▶ [Supplied passage]:
(begin)

Jatt James Bond or JJB is a 2014 Indian Punjabi film directed by Rohit Jugraj, and starring Gippy Grewal and Zareen Khan as leads, along with Gurpreet Ghuggi, Yashpal Sharma. The music of the film is given by Jatinder Shah and Mukhtar Sahota.

The film marks the Punjabi cinema debut of Bollywood actress Zareen Khan in her first Punjabi film. It was released on 26 April 2014.

Plot

Shinda (Gippy Grewal) was mistreated by his relatives, so he finds other ways to have his love Laali (Zarine Khan). Shinda and his two other friends come up with a plan to solve all of their problems. They decide to rob the local bank in an attempt to become rich.

(end)

Image entries for named regions:
(begin)

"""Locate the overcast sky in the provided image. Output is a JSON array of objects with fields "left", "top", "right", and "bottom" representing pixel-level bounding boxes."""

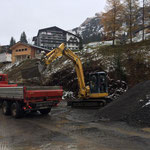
[{"left": 0, "top": 0, "right": 105, "bottom": 45}]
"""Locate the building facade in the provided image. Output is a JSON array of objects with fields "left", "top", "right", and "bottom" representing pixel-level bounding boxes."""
[
  {"left": 0, "top": 53, "right": 12, "bottom": 63},
  {"left": 10, "top": 42, "right": 49, "bottom": 63},
  {"left": 33, "top": 26, "right": 82, "bottom": 50}
]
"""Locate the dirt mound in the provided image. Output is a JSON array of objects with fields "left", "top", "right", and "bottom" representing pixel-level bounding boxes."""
[{"left": 98, "top": 80, "right": 150, "bottom": 126}]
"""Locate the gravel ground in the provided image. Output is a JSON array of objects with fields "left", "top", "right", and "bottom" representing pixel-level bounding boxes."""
[{"left": 0, "top": 102, "right": 150, "bottom": 150}]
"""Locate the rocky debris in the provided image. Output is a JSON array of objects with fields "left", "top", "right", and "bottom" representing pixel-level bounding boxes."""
[{"left": 98, "top": 80, "right": 150, "bottom": 126}]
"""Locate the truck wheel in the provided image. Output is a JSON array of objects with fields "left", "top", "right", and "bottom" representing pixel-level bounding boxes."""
[
  {"left": 2, "top": 101, "right": 11, "bottom": 115},
  {"left": 39, "top": 108, "right": 51, "bottom": 115},
  {"left": 11, "top": 103, "right": 23, "bottom": 118}
]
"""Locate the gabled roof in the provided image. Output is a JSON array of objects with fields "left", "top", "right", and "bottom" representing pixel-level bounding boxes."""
[
  {"left": 33, "top": 26, "right": 81, "bottom": 40},
  {"left": 10, "top": 41, "right": 51, "bottom": 51}
]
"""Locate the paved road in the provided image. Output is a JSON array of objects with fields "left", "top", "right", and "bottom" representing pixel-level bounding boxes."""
[{"left": 0, "top": 101, "right": 150, "bottom": 150}]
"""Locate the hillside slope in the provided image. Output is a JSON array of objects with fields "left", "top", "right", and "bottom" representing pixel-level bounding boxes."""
[{"left": 1, "top": 41, "right": 150, "bottom": 95}]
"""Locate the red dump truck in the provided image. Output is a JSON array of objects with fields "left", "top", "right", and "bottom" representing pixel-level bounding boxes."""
[{"left": 0, "top": 74, "right": 63, "bottom": 118}]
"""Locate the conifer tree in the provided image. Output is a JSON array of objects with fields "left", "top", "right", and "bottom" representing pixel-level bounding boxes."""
[
  {"left": 123, "top": 0, "right": 139, "bottom": 43},
  {"left": 20, "top": 32, "right": 28, "bottom": 43},
  {"left": 101, "top": 0, "right": 123, "bottom": 45},
  {"left": 10, "top": 37, "right": 16, "bottom": 47}
]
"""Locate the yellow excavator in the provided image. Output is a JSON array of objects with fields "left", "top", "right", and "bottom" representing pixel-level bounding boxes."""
[{"left": 38, "top": 43, "right": 111, "bottom": 107}]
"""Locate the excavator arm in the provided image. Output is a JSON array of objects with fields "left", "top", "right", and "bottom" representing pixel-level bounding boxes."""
[
  {"left": 63, "top": 49, "right": 90, "bottom": 98},
  {"left": 39, "top": 43, "right": 90, "bottom": 98}
]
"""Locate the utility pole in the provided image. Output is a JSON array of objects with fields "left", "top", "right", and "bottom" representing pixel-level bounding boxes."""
[{"left": 142, "top": 0, "right": 145, "bottom": 41}]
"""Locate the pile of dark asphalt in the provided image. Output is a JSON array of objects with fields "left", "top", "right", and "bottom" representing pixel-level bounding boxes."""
[{"left": 98, "top": 81, "right": 150, "bottom": 126}]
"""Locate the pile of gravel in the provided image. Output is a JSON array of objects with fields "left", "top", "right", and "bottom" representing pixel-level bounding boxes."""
[{"left": 98, "top": 81, "right": 150, "bottom": 126}]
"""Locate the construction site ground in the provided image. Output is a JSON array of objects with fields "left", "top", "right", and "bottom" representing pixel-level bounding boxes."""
[{"left": 0, "top": 101, "right": 150, "bottom": 150}]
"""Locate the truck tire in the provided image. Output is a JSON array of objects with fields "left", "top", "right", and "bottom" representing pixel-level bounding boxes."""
[
  {"left": 39, "top": 108, "right": 51, "bottom": 115},
  {"left": 2, "top": 101, "right": 11, "bottom": 115},
  {"left": 11, "top": 102, "right": 23, "bottom": 118}
]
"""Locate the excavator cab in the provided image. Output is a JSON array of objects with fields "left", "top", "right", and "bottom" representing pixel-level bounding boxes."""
[{"left": 89, "top": 72, "right": 108, "bottom": 94}]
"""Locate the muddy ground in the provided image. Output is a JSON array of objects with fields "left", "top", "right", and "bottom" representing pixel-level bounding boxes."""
[{"left": 0, "top": 102, "right": 150, "bottom": 150}]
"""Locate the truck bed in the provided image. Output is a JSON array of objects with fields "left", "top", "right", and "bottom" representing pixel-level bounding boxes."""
[{"left": 0, "top": 86, "right": 63, "bottom": 102}]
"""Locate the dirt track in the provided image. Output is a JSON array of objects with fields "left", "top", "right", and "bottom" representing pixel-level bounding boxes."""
[{"left": 0, "top": 103, "right": 150, "bottom": 150}]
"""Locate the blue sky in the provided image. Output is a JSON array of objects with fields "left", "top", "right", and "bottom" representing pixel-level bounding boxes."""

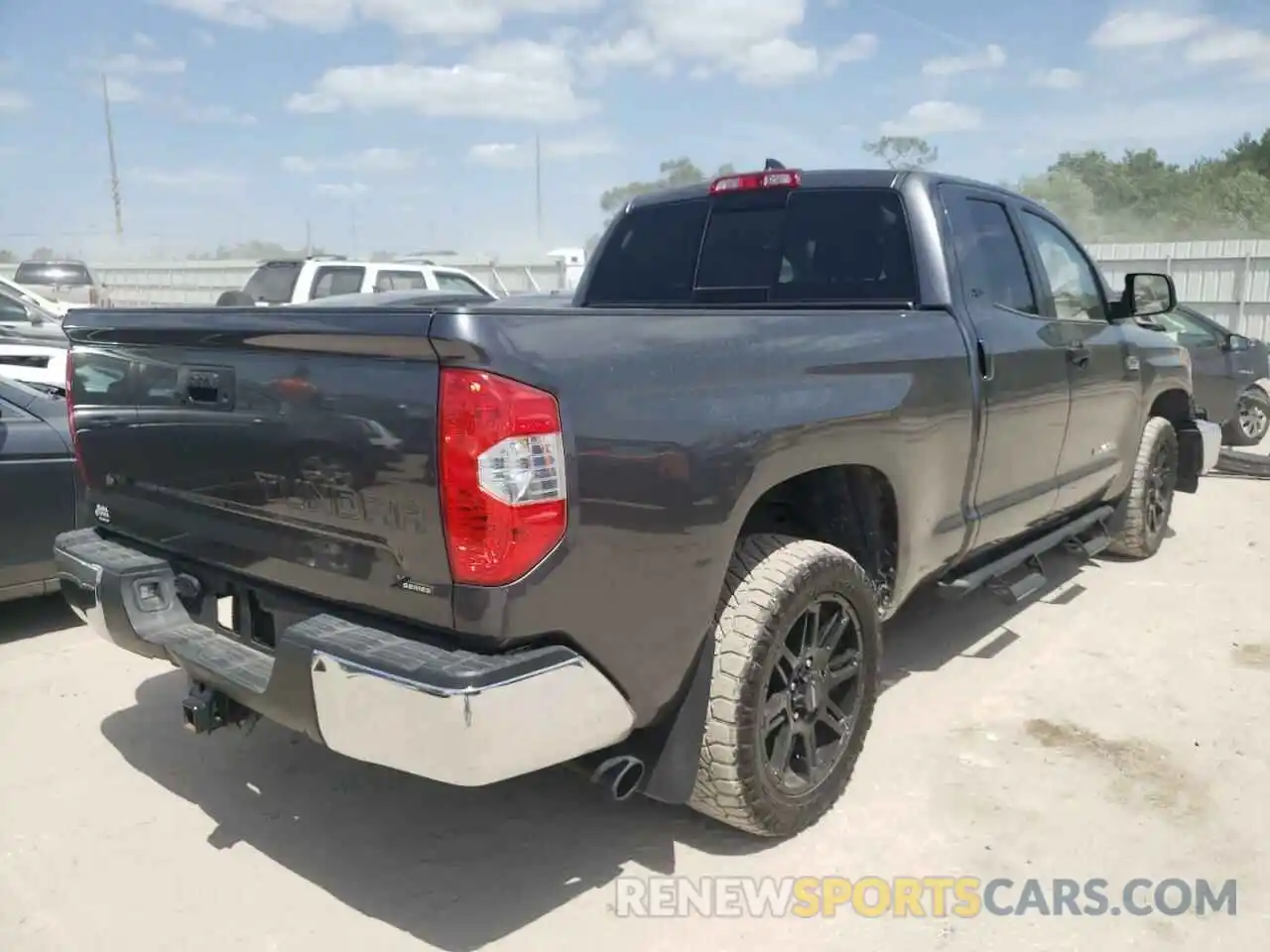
[{"left": 0, "top": 0, "right": 1270, "bottom": 258}]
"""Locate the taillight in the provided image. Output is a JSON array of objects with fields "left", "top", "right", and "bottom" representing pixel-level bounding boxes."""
[
  {"left": 439, "top": 368, "right": 568, "bottom": 585},
  {"left": 710, "top": 169, "right": 803, "bottom": 195},
  {"left": 66, "top": 349, "right": 87, "bottom": 489}
]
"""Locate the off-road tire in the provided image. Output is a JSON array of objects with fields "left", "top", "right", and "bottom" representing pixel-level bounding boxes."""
[
  {"left": 689, "top": 535, "right": 881, "bottom": 837},
  {"left": 1221, "top": 387, "right": 1270, "bottom": 447},
  {"left": 1107, "top": 416, "right": 1179, "bottom": 558}
]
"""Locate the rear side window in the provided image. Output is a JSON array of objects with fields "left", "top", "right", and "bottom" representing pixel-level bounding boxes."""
[
  {"left": 13, "top": 262, "right": 92, "bottom": 289},
  {"left": 949, "top": 198, "right": 1040, "bottom": 314},
  {"left": 588, "top": 187, "right": 917, "bottom": 304},
  {"left": 375, "top": 272, "right": 428, "bottom": 294},
  {"left": 436, "top": 272, "right": 486, "bottom": 298},
  {"left": 309, "top": 267, "right": 366, "bottom": 300},
  {"left": 242, "top": 262, "right": 304, "bottom": 304}
]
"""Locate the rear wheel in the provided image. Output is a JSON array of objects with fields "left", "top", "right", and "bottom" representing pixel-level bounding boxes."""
[
  {"left": 1108, "top": 416, "right": 1178, "bottom": 558},
  {"left": 690, "top": 535, "right": 881, "bottom": 837},
  {"left": 1221, "top": 387, "right": 1270, "bottom": 447}
]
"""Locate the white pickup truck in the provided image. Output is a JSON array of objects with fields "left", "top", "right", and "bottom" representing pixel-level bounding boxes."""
[{"left": 233, "top": 255, "right": 498, "bottom": 307}]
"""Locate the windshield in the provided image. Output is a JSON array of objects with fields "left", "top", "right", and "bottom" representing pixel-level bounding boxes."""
[{"left": 13, "top": 262, "right": 92, "bottom": 289}]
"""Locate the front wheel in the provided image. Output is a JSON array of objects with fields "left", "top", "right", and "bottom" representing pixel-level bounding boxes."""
[
  {"left": 1221, "top": 387, "right": 1270, "bottom": 447},
  {"left": 690, "top": 535, "right": 881, "bottom": 837},
  {"left": 1108, "top": 416, "right": 1178, "bottom": 558}
]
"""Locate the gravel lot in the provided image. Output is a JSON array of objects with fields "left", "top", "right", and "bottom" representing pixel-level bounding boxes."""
[{"left": 0, "top": 477, "right": 1270, "bottom": 952}]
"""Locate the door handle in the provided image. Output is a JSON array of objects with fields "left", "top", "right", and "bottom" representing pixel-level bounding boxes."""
[
  {"left": 1067, "top": 344, "right": 1089, "bottom": 371},
  {"left": 177, "top": 367, "right": 235, "bottom": 410}
]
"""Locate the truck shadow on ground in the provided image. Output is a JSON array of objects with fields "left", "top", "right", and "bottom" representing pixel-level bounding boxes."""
[
  {"left": 0, "top": 594, "right": 80, "bottom": 645},
  {"left": 101, "top": 547, "right": 1096, "bottom": 952}
]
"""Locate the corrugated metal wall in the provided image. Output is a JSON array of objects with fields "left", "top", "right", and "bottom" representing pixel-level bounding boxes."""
[
  {"left": 1089, "top": 240, "right": 1270, "bottom": 340},
  {"left": 0, "top": 240, "right": 1270, "bottom": 340}
]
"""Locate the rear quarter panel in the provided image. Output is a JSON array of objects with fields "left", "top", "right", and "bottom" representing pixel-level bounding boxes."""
[{"left": 431, "top": 305, "right": 974, "bottom": 720}]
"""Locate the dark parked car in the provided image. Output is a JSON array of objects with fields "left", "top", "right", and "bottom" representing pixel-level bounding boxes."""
[
  {"left": 56, "top": 164, "right": 1220, "bottom": 835},
  {"left": 13, "top": 259, "right": 110, "bottom": 307},
  {"left": 0, "top": 377, "right": 78, "bottom": 602},
  {"left": 1156, "top": 304, "right": 1270, "bottom": 447}
]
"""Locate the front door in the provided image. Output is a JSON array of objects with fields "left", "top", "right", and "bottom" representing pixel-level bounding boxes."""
[
  {"left": 1019, "top": 208, "right": 1143, "bottom": 512},
  {"left": 940, "top": 185, "right": 1070, "bottom": 548},
  {"left": 1155, "top": 307, "right": 1234, "bottom": 422},
  {"left": 0, "top": 398, "right": 75, "bottom": 589}
]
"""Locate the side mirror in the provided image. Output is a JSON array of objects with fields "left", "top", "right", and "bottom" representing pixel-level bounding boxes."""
[
  {"left": 1120, "top": 272, "right": 1178, "bottom": 317},
  {"left": 1225, "top": 334, "right": 1252, "bottom": 354}
]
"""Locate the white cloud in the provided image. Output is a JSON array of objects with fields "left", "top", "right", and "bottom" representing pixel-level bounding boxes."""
[
  {"left": 467, "top": 133, "right": 617, "bottom": 169},
  {"left": 287, "top": 41, "right": 595, "bottom": 123},
  {"left": 733, "top": 37, "right": 821, "bottom": 86},
  {"left": 614, "top": 0, "right": 823, "bottom": 85},
  {"left": 1089, "top": 9, "right": 1207, "bottom": 49},
  {"left": 922, "top": 44, "right": 1006, "bottom": 76},
  {"left": 1187, "top": 26, "right": 1270, "bottom": 64},
  {"left": 826, "top": 33, "right": 880, "bottom": 63},
  {"left": 97, "top": 76, "right": 145, "bottom": 103},
  {"left": 126, "top": 167, "right": 245, "bottom": 191},
  {"left": 173, "top": 99, "right": 258, "bottom": 126},
  {"left": 881, "top": 99, "right": 983, "bottom": 136},
  {"left": 95, "top": 54, "right": 186, "bottom": 76},
  {"left": 1029, "top": 66, "right": 1084, "bottom": 89},
  {"left": 315, "top": 181, "right": 371, "bottom": 198},
  {"left": 0, "top": 89, "right": 31, "bottom": 113},
  {"left": 467, "top": 142, "right": 520, "bottom": 169},
  {"left": 159, "top": 0, "right": 600, "bottom": 38},
  {"left": 581, "top": 28, "right": 662, "bottom": 66},
  {"left": 282, "top": 146, "right": 419, "bottom": 176}
]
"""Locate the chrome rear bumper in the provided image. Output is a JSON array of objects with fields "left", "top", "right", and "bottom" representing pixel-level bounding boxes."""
[{"left": 55, "top": 530, "right": 635, "bottom": 787}]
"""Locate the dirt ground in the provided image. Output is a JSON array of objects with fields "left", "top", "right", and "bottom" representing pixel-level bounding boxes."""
[{"left": 0, "top": 467, "right": 1270, "bottom": 952}]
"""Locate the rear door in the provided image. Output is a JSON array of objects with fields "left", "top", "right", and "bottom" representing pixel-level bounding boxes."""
[
  {"left": 242, "top": 262, "right": 305, "bottom": 304},
  {"left": 309, "top": 264, "right": 366, "bottom": 300},
  {"left": 1019, "top": 207, "right": 1143, "bottom": 511},
  {"left": 366, "top": 268, "right": 428, "bottom": 295},
  {"left": 940, "top": 185, "right": 1071, "bottom": 548}
]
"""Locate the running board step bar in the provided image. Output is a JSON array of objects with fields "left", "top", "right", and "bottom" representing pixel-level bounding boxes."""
[{"left": 939, "top": 505, "right": 1115, "bottom": 603}]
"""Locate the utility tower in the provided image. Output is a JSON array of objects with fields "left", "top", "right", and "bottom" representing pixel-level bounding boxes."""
[
  {"left": 534, "top": 136, "right": 543, "bottom": 245},
  {"left": 101, "top": 72, "right": 123, "bottom": 239}
]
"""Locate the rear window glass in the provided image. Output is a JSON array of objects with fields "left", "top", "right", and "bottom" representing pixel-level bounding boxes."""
[
  {"left": 586, "top": 187, "right": 917, "bottom": 304},
  {"left": 375, "top": 272, "right": 428, "bottom": 291},
  {"left": 13, "top": 262, "right": 92, "bottom": 289},
  {"left": 242, "top": 262, "right": 304, "bottom": 304}
]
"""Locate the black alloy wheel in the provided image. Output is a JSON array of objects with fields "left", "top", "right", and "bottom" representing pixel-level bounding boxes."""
[{"left": 758, "top": 594, "right": 863, "bottom": 797}]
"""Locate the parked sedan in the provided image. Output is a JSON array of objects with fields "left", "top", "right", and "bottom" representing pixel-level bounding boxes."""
[
  {"left": 0, "top": 378, "right": 80, "bottom": 602},
  {"left": 0, "top": 289, "right": 69, "bottom": 394},
  {"left": 1155, "top": 304, "right": 1270, "bottom": 447}
]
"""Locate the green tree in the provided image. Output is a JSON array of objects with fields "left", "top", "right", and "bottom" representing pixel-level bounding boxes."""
[
  {"left": 861, "top": 136, "right": 940, "bottom": 169},
  {"left": 597, "top": 156, "right": 735, "bottom": 222}
]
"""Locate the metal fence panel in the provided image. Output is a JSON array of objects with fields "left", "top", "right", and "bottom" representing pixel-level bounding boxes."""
[{"left": 0, "top": 239, "right": 1270, "bottom": 340}]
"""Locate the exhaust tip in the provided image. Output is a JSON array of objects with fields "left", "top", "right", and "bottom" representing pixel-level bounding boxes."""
[{"left": 590, "top": 754, "right": 644, "bottom": 802}]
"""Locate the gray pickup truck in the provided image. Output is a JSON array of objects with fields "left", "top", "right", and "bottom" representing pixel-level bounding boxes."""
[{"left": 55, "top": 164, "right": 1220, "bottom": 837}]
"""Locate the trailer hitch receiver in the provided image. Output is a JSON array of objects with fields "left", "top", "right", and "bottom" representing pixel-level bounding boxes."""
[{"left": 181, "top": 683, "right": 258, "bottom": 734}]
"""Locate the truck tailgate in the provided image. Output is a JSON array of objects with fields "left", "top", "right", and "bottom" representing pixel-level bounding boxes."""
[{"left": 64, "top": 308, "right": 452, "bottom": 627}]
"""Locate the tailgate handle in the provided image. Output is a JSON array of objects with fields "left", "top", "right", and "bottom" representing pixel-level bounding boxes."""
[{"left": 177, "top": 367, "right": 234, "bottom": 410}]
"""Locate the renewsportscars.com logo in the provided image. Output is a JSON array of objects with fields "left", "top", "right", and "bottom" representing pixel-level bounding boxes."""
[{"left": 613, "top": 876, "right": 1238, "bottom": 919}]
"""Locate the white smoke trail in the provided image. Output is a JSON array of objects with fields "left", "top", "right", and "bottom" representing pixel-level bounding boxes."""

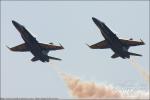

(end)

▶ [Requirements]: Could you write the next part of the Jatt James Bond film passage, starting right after its final sentence? The listing was drawn from a separate source.

▶ [Exercise result]:
Cast
 Gippy Grewal as Sukhshindar Singh a.k.a. Shinda
 Zareen Khan as Laaly
 Gurpreet Ghuggi as Binder
 Yashpal Sharma as Bant Mistri
 Rubina as Bank Employee
 Mukesh Rishi as MLA
 Vindu Dara Singh as Bank Manager and Laaly's Brother
 Avtar Gill as Sarpanch
 Sardar Sohi as Jarnail
 Shahbaz Khan as INS Harnek Singh
 Karamjit Anmol as Sucha Singh

Production
In August 2013, the principal cast including Zarine Khan was announced. The film is being produced by Gurdeep Dhillon under Fortune House Productions Inc. Subsequently, two songs performed by Rahat Fateh Ali Khan with lyrics by S M Sadiq were recorded. Music Director Mukhtar Sahota has also done two songs for the film featuring Arif Lohar & Rahat Fateh Ali Khan. The film went into principal photography in late October 2013.

Release
The first poster of the film was released in January 2014, ahead of its release on 25 April 2014. The movie opened well across Punjab and collect more than 55 million in first 2 days of the release.

Soundtrack

Accolades

Jatt James Bond won eight awards at the PTC Punjabi Film Awards in 2015.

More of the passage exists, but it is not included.